# [WORK TO BE COMPLETED]
Report each line of the records below that contains the word "sequined", copying every such line in full.

# [PROVIDED MATERIAL]
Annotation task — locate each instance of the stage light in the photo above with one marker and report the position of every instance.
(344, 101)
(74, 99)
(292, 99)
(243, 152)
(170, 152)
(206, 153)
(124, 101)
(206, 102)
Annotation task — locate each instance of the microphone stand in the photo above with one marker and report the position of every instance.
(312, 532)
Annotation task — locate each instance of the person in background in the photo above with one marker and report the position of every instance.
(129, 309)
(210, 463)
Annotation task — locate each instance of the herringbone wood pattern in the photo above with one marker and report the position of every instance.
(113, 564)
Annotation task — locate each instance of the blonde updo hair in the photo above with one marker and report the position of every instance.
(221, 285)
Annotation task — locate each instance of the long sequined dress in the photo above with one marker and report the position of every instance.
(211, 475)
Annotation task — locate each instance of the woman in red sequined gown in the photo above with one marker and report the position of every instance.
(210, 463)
==
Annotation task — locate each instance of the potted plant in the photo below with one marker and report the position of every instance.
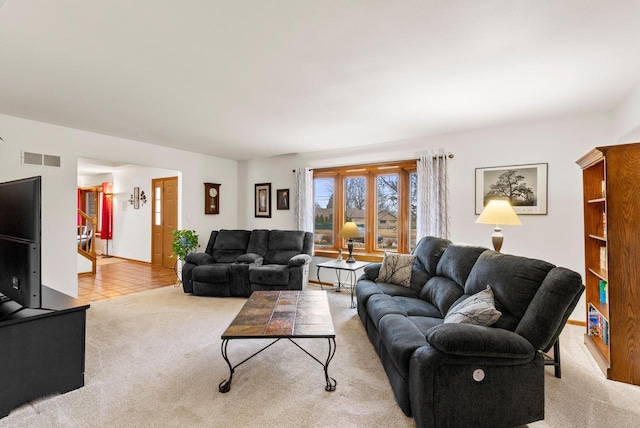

# [THE RESPONSE]
Annotation task — locate each instance of the long sequined dress in the photo above with one marker and report the position of every instance.
Annotation task — locate each instance of the woman in red sequined gown in the photo above with one marker and report the position of every instance.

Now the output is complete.